* Job *
Pictures stay out of the copy; restate everything else in the material exactly.

— start of Data to use —

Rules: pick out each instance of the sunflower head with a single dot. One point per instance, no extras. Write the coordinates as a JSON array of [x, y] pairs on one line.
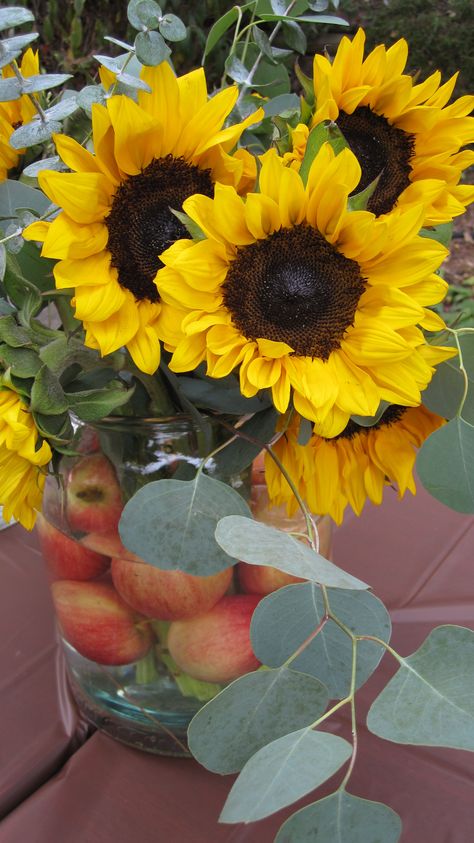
[[23, 461], [404, 133], [118, 202], [321, 305], [355, 466], [13, 114]]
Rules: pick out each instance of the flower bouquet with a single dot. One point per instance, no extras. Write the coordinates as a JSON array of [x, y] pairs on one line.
[[192, 279]]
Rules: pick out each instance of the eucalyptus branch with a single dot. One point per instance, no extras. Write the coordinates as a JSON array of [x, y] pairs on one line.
[[31, 97], [257, 61]]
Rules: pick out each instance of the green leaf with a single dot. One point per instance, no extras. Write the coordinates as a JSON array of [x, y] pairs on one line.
[[150, 48], [240, 453], [222, 395], [12, 334], [171, 524], [430, 700], [10, 89], [257, 544], [236, 70], [316, 138], [172, 28], [90, 95], [15, 16], [24, 362], [250, 713], [47, 394], [37, 131], [14, 195], [94, 405], [359, 201], [295, 37], [44, 81], [283, 772], [446, 389], [63, 352], [281, 105], [53, 163], [275, 635], [342, 818], [445, 465], [143, 13]]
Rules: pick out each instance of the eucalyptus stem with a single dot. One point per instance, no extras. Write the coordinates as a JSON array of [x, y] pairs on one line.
[[31, 97], [257, 61]]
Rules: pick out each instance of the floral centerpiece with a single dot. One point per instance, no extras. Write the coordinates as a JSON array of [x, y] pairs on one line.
[[197, 278]]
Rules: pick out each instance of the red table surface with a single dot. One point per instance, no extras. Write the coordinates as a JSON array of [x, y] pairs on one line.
[[419, 558]]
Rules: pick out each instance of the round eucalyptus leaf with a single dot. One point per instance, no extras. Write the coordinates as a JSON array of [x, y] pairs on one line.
[[150, 48], [171, 524], [250, 713], [282, 772], [35, 132], [445, 465], [172, 28], [285, 619], [430, 700], [342, 818], [15, 16]]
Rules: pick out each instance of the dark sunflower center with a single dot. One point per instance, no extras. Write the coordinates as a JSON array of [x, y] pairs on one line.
[[294, 287], [392, 414], [141, 225], [380, 148]]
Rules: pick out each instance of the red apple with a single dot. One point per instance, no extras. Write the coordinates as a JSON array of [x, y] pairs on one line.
[[215, 646], [97, 622], [167, 595], [93, 496], [263, 579], [67, 559]]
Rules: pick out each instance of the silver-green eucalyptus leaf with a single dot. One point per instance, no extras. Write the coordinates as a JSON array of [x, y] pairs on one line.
[[10, 89], [35, 132], [282, 772], [258, 544], [251, 712], [445, 465], [286, 619], [430, 700], [43, 82], [342, 818], [171, 523], [15, 16]]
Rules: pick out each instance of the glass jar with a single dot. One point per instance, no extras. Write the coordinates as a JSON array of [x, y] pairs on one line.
[[132, 632]]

— end of Data to use —

* Answer to this task *
Rules: pick out each instance of the sunflower head with a single dot. One point per instance, no extras. Write the coordinates as a JSON array of [x, y] pairs on one line.
[[23, 461], [404, 133], [118, 202], [321, 305], [355, 466], [13, 114]]
Rules: pick out each instance of the flower bouquet with a single dot. One point per instance, no extras. Write the coordinates as a JSON array of [x, y] pairs on one line.
[[192, 279]]
Rules: pick out each instance of the eucalyptus branch with a single dot. One point per instance, no extras. Write the coordinates as a JSON array of [x, y] pairs on one line.
[[31, 97], [257, 61]]
Rules: pick out each instance of the green leaf with a single dot. One point per instance, no extras. Write the coordinates as a JSON array of [x, y] pairs on one line.
[[150, 48], [240, 453], [222, 395], [12, 334], [171, 524], [430, 700], [10, 89], [257, 544], [236, 70], [316, 138], [172, 28], [90, 95], [15, 16], [24, 362], [250, 713], [47, 394], [37, 131], [14, 195], [94, 405], [359, 201], [295, 37], [44, 81], [283, 772], [446, 389], [63, 352], [281, 105], [53, 163], [275, 635], [342, 818], [445, 465], [143, 13]]
Rules: pick out each instance of the eucalyptus stem with a single dot. One point per instance, no extras. Write the coordinates as a JSON array of [x, y] pairs on one line.
[[31, 97], [257, 61]]
Rules: pick out each instance of the floral centerpiece with a single dot. One point per instance, no extras. Write the coordinates as a JSON array of [x, y] pairs on one line.
[[197, 278]]
Rules: pick out each instance of the red table surface with a single dot. One point per instance, no extras. Write the coordinates as a JSON array of [x, y] pairs on one line.
[[419, 558]]
Rules: pick out each instance of the round eucalyptus leaf with a single dot. One point per instance, no extras. Write the coordinates as a JSON array of [x, y] pairs on one line.
[[150, 48], [171, 524], [250, 713], [282, 772], [35, 132], [445, 465], [172, 28], [285, 619], [430, 700], [342, 818], [15, 16]]
Rules: pick out each instance of the dark sunflower center with a single dot. One point per instance, no extras. Write the coordinates as a JSON array of [x, y] pairs on one line.
[[294, 287], [392, 414], [141, 225], [380, 148]]
Rules: pick out each instance of the red apple with a single dot. One point per instance, no extras. Write the coordinates as a JSON array of [x, y] pairs on one line.
[[215, 646], [97, 622], [167, 595], [93, 496], [263, 579], [67, 559]]
Rules: pick out each instance of the silver-green eucalyptus leaf with a single dot. One point per instance, no extras. Write the coordinates as a JSON array of [x, y] pairs on one line.
[[10, 89], [35, 132], [282, 772], [258, 544], [251, 712], [445, 465], [286, 619], [430, 700], [43, 82], [342, 818], [171, 523], [15, 16]]
Rules: pick out each instance of the glass jar with a single dot. One point per instance, no extras. Write the coordinates as a JSON array of [x, y] pairs on one line.
[[132, 632]]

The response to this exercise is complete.